begin PASSAGE PROVIDED

Planetary nebulae are fascinating and complex structures representing a transitional phase in the life of medium- to low-mass stars (about 1–8 solar masses). They form when a star nearing the end of its life expels its outer layers into space, leaving behind a hot, dense core that will become a white dwarf. The central star emits intense ultraviolet radiation that ionizes the surrounding gas, causing it to glow in vibrant colors. These colors result from emissions of elements like hydrogen (red-pink), doubly-ionized oxygen (green-blue), and nitrogen (deep red). Planetary nebulae exhibit a variety of shapes, including spherical, elliptical, bipolar, and more complex forms, influenced by factors such as magnetic fields, stellar winds, or the presence of companion stars. Typically spanning a few light-years, they have a short lifespan on cosmic scales, about 10,000–20,000 years, before dispersing into the interstellar medium. Examples include the Ring Nebula (M57), the Helix Nebula (NGC 7293), and the Dumbbell Nebula (M27). Planetary nebulae play a crucial role in enriching the interstellar medium with heavier elements like carbon, nitrogen, and oxygen, contributing to the formation of new stars and planets. The term "planetary" originated in the 18th century when their round appearance through early telescopes resembled planets, though they have no relation to them. They offer a glimpse into the future of our Sun, which will form a planetary nebula in about 5 billion years.

M27 Dumbbell Nebula

M27, or the Dumbbell Nebula, is a bright planetary nebula located about 1,200 light-years away in the constellation Vulpecula. Discovered in 1764 by Charles Messier, it spans 2.5 light-years and has a characteristic dumbbell shape formed by gas ejected from a dying star. The nebula glows with red hydrogen and green-blue oxygen emissions, illuminated by its central white dwarf, which has a temperature of over 85,000 K. With a magnitude of +7.4, M27 is visible with binoculars or small telescopes, especially during summer in the Northern Hemisphere. It offers valuable insights into stellar evolution and the enrichment of the interstellar medium.

end PASSAGE PROVIDED

TASK LIST
1. Reproduce the passage on planetary nebulae word for word, starting with "M27 Dumbbell Nebula" and going on through "of the interstellar medium.".
2. In the passage on planetary nebulae, which constellation is M27 located in?
The data below isn't needed.

begin RECORD SET

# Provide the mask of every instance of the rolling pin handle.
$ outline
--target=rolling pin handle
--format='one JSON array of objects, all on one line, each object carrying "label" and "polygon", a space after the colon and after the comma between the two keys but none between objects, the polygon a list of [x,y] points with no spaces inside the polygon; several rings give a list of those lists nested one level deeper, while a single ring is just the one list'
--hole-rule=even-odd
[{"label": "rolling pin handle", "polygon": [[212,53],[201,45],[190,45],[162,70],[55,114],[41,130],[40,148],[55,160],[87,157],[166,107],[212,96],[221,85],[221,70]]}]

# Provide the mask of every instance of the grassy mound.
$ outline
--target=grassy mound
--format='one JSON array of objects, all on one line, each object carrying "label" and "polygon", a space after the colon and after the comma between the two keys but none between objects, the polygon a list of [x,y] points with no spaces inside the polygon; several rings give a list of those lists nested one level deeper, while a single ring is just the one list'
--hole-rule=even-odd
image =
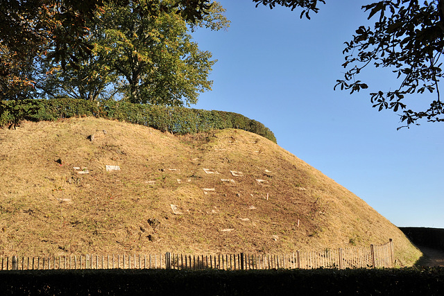
[{"label": "grassy mound", "polygon": [[3,255],[282,253],[393,238],[398,265],[420,256],[362,200],[243,130],[26,121],[0,130],[0,168]]}]

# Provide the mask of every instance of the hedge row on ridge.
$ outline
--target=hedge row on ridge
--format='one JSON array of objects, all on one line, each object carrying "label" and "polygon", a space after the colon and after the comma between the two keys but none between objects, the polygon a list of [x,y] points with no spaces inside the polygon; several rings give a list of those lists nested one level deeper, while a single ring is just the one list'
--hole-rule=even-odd
[{"label": "hedge row on ridge", "polygon": [[273,132],[262,123],[233,112],[71,98],[0,103],[0,126],[21,120],[56,121],[78,116],[117,119],[180,134],[237,128],[254,132],[276,143]]}]

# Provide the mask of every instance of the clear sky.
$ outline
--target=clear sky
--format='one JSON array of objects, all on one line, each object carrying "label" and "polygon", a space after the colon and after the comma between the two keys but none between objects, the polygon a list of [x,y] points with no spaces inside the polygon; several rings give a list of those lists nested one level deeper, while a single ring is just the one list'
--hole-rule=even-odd
[{"label": "clear sky", "polygon": [[[397,88],[390,69],[368,68],[369,90],[334,91],[343,78],[343,42],[365,24],[370,1],[330,0],[311,19],[250,0],[221,0],[231,26],[194,33],[218,60],[198,109],[263,123],[278,143],[343,185],[397,226],[444,228],[444,123],[402,124],[371,107],[369,92]],[[427,105],[435,95],[418,95]]]}]

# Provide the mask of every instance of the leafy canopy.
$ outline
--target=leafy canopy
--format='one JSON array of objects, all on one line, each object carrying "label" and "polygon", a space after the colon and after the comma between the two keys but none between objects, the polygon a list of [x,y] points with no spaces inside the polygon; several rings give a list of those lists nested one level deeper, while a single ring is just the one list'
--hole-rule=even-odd
[{"label": "leafy canopy", "polygon": [[[301,8],[304,15],[317,12],[323,0],[253,0],[273,8],[276,5]],[[367,89],[357,76],[367,66],[392,69],[400,79],[394,90],[377,90],[370,93],[370,101],[379,111],[402,110],[401,121],[418,124],[421,119],[444,121],[444,103],[441,101],[439,82],[442,77],[442,54],[444,49],[444,0],[379,1],[362,6],[368,19],[375,19],[373,28],[361,26],[351,41],[345,42],[343,51],[346,69],[343,79],[337,80],[341,89],[350,94]],[[436,99],[423,110],[412,110],[405,102],[406,95],[436,93]],[[412,96],[418,99],[418,96]]]},{"label": "leafy canopy", "polygon": [[[171,1],[162,1],[164,5]],[[211,89],[207,80],[211,53],[201,51],[189,31],[197,26],[219,30],[229,25],[220,4],[190,27],[174,8],[147,15],[149,1],[127,6],[107,4],[89,24],[91,54],[60,71],[50,60],[42,70],[44,97],[69,96],[95,101],[120,94],[131,103],[182,105],[197,103],[200,92]]]},{"label": "leafy canopy", "polygon": [[[23,99],[33,94],[33,64],[42,57],[78,68],[92,53],[91,24],[106,5],[124,8],[130,0],[6,0],[0,1],[0,98]],[[149,0],[145,17],[177,13],[196,23],[210,9],[210,0]],[[49,49],[51,51],[49,51]]]}]

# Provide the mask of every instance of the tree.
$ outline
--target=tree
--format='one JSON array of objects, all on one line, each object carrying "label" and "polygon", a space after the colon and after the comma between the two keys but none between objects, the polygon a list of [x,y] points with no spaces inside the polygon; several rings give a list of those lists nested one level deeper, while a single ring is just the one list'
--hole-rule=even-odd
[{"label": "tree", "polygon": [[[196,22],[210,8],[210,0],[174,0],[164,5],[150,0],[146,16],[174,9],[183,19]],[[35,82],[28,72],[35,60],[45,56],[78,67],[93,46],[87,40],[89,25],[98,21],[105,5],[125,7],[129,0],[4,0],[0,1],[0,99],[29,97]],[[46,51],[51,49],[51,52]]]},{"label": "tree", "polygon": [[[317,12],[323,0],[253,0],[254,2],[303,9],[300,17]],[[346,69],[343,79],[334,88],[350,89],[350,94],[368,86],[357,76],[368,65],[393,69],[400,85],[395,90],[371,92],[370,101],[379,111],[392,110],[409,126],[418,121],[444,121],[444,103],[441,99],[444,49],[444,0],[384,0],[362,6],[368,19],[375,18],[373,28],[359,26],[351,41],[345,42],[343,53]],[[412,110],[407,95],[436,93],[436,99],[423,110]],[[417,96],[414,96],[415,98]]]},{"label": "tree", "polygon": [[[146,0],[130,1],[125,7],[105,5],[100,24],[89,25],[92,54],[65,71],[51,59],[45,61],[37,84],[40,92],[90,101],[119,92],[132,103],[196,103],[198,94],[212,83],[207,80],[214,63],[211,53],[198,49],[188,34],[191,28],[176,11],[148,16],[147,6]],[[226,27],[224,12],[213,3],[208,15],[191,23],[192,29]]]},{"label": "tree", "polygon": [[[198,49],[178,14],[166,12],[146,17],[145,7],[144,0],[130,1],[124,8],[110,6],[104,14],[105,37],[101,44],[109,49],[109,64],[126,82],[121,90],[132,103],[196,103],[198,93],[211,89],[212,82],[207,80],[214,63],[211,53]],[[214,2],[213,7],[221,6]],[[202,19],[196,25],[211,26],[218,20],[221,27],[227,26],[223,11],[210,10],[212,21]]]}]

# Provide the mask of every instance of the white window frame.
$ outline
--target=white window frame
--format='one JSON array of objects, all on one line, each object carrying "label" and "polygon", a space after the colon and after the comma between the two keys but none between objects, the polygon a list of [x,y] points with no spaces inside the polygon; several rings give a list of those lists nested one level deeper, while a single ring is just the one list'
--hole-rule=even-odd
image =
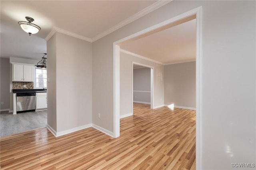
[{"label": "white window frame", "polygon": [[[35,70],[34,70],[34,89],[42,89],[43,88],[42,87],[36,87],[36,69],[42,69],[43,68],[36,68],[36,67],[35,67]],[[47,71],[47,70],[46,70],[46,72]],[[47,80],[47,78],[46,78],[46,80]],[[47,83],[47,84],[48,84],[48,83]],[[46,87],[46,88],[47,88],[47,87]]]}]

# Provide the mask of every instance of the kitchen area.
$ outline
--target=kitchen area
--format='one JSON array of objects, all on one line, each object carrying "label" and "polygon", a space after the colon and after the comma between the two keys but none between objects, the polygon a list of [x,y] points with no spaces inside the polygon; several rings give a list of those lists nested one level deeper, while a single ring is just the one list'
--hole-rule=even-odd
[{"label": "kitchen area", "polygon": [[[46,55],[45,54],[42,60],[36,65],[32,64],[35,63],[32,60],[24,59],[21,61],[22,63],[18,63],[12,62],[14,59],[10,57],[8,67],[10,109],[1,108],[0,137],[46,126],[47,79]],[[30,62],[26,62],[28,60]],[[1,59],[1,66],[2,61]],[[4,73],[2,68],[1,71],[2,77]],[[2,79],[1,77],[1,82]],[[4,100],[3,98],[1,95],[1,106],[2,101]]]}]

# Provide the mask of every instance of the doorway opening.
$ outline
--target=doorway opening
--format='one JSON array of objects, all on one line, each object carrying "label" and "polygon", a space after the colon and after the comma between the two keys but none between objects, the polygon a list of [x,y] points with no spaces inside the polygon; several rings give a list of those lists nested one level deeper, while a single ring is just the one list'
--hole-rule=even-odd
[{"label": "doorway opening", "polygon": [[[154,67],[133,62],[132,68],[132,103],[150,104],[150,108],[153,109]],[[132,106],[133,114],[133,104]]]},{"label": "doorway opening", "polygon": [[[196,19],[196,166],[202,165],[202,47],[201,11],[200,7],[120,39],[114,43],[114,137],[120,136],[120,45],[128,41],[139,39],[188,21]],[[154,91],[154,90],[153,90]]]}]

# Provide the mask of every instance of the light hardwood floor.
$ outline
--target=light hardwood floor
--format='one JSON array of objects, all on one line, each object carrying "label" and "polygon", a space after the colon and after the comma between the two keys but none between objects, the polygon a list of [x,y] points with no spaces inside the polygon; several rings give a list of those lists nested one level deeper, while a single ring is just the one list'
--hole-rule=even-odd
[{"label": "light hardwood floor", "polygon": [[1,137],[0,169],[195,169],[195,111],[134,106],[116,139],[93,128],[57,138],[46,128]]}]

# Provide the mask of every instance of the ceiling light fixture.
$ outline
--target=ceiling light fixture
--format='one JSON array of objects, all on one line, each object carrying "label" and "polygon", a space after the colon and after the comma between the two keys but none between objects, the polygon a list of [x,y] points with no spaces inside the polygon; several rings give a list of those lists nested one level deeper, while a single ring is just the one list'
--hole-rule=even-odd
[{"label": "ceiling light fixture", "polygon": [[41,28],[38,25],[32,23],[34,21],[34,19],[31,17],[26,17],[25,18],[28,22],[26,21],[19,21],[18,23],[20,25],[20,27],[22,29],[29,34],[30,36],[31,34],[35,34],[38,32]]},{"label": "ceiling light fixture", "polygon": [[[43,56],[43,57],[42,58],[42,60],[41,60],[41,61],[40,61],[39,62],[38,62],[37,63],[37,64],[36,64],[36,67],[39,67],[39,68],[46,68],[46,67],[47,67],[46,59],[47,59],[47,58],[46,58],[46,57],[45,57],[44,56],[45,56],[47,55],[47,54],[46,54],[46,53],[44,53],[44,56]],[[40,62],[42,62],[42,64],[41,65],[38,65],[38,64]]]}]

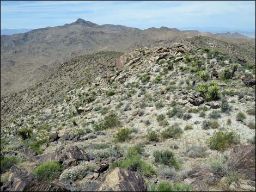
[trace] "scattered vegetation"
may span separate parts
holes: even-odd
[[[33,174],[39,179],[51,182],[60,174],[62,165],[56,162],[47,162],[38,165]]]
[[[210,148],[222,150],[239,143],[240,137],[234,132],[216,132],[209,140]]]

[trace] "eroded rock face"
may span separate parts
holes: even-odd
[[[80,150],[76,145],[71,146],[66,150],[59,148],[50,154],[31,157],[29,160],[41,163],[50,160],[63,162],[67,159],[72,159],[75,161],[89,160],[87,154]]]
[[[255,145],[238,146],[233,148],[225,166],[229,171],[235,171],[245,179],[255,181]]]
[[[246,85],[253,86],[255,84],[255,79],[252,77],[243,77],[241,79]]]
[[[98,191],[146,191],[145,182],[137,173],[116,168],[106,176]]]
[[[34,175],[15,166],[10,169],[9,181],[1,187],[1,191],[68,191],[57,184],[36,180]]]
[[[255,181],[241,180],[231,183],[228,189],[231,191],[255,191]]]

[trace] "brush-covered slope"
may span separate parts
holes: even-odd
[[[194,44],[74,58],[1,99],[1,159],[11,160],[1,174],[15,164],[66,189],[101,190],[116,189],[117,166],[149,191],[252,189],[255,153],[228,163],[234,146],[255,151],[255,65],[235,59]]]
[[[248,38],[227,38],[164,27],[141,30],[120,25],[100,26],[80,18],[62,26],[1,35],[1,96],[34,84],[56,71],[62,63],[82,54],[109,51],[129,52],[135,47],[158,46],[162,41],[170,46],[198,35],[239,46],[243,44],[245,50],[251,46],[255,53],[255,40]]]

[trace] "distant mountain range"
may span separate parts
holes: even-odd
[[[32,29],[1,29],[1,35],[11,35],[18,33],[23,33],[29,32],[32,30]]]
[[[255,39],[238,34],[218,35],[166,27],[141,30],[121,25],[98,25],[78,18],[62,26],[1,36],[1,96],[34,84],[54,72],[62,63],[77,55],[168,46],[196,36],[231,43],[255,55]]]

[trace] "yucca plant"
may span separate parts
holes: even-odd
[[[232,72],[231,73],[231,77],[233,77],[235,75],[235,72],[237,71],[237,68],[238,68],[238,64],[237,63],[234,63],[232,65]]]
[[[219,98],[219,88],[218,86],[214,85],[210,86],[209,88],[209,93],[211,95],[212,99],[217,100]]]
[[[208,80],[208,74],[205,71],[202,71],[199,72],[199,78],[200,80],[203,80],[204,82],[207,81]]]
[[[197,88],[197,90],[201,94],[201,95],[204,97],[205,94],[207,92],[208,88],[208,85],[207,83],[201,83]]]

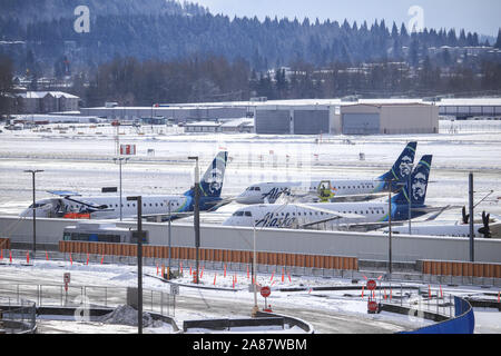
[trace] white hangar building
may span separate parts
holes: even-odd
[[[255,108],[255,130],[264,135],[434,134],[439,107],[396,99],[261,105]]]

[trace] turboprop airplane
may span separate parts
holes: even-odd
[[[223,179],[228,159],[227,151],[220,151],[214,158],[200,179],[200,211],[216,210],[228,204],[220,197]],[[59,218],[90,218],[117,219],[120,217],[119,196],[81,197],[71,191],[50,191],[58,198],[47,198],[36,201],[37,217]],[[143,217],[167,217],[170,204],[170,218],[181,218],[193,214],[195,204],[195,188],[191,187],[183,195],[143,196]],[[33,215],[33,206],[21,212],[21,217]],[[137,217],[136,201],[121,200],[121,216]]]
[[[275,202],[282,195],[311,197],[322,202],[371,200],[387,191],[390,180],[392,191],[397,192],[411,174],[416,146],[418,142],[409,142],[392,168],[375,179],[259,182],[247,187],[235,201],[246,205]]]
[[[411,189],[406,184],[392,197],[392,221],[416,218],[443,208],[424,205],[432,156],[423,156],[411,174]],[[412,209],[409,209],[411,202]],[[389,202],[316,202],[261,204],[237,209],[223,225],[275,228],[307,228],[318,224],[364,225],[377,228],[387,225]]]

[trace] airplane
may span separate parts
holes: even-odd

end RECORD SET

SOLUTIONS BELOW
1.
M27 Dumbbell Nebula

M27, or the Dumbbell Nebula, is a bright planetary nebula located about 1,200 light-years away in the constellation Vulpecula. Discovered in 1764 by Charles Messier, it spans 2.5 light-years and has a characteristic dumbbell shape formed by gas ejected from a dying star. The nebula glows with red hydrogen and green-blue oxygen emissions, illuminated by its central white dwarf, which has a temperature of over 85,000 K. With a magnitude of +7.4, M27 is visible with binoculars or small telescopes, especially during summer in the Northern Hemisphere. It offers valuable insights into stellar evolution and the enrichment of the interstellar medium.

2. Vulpecula.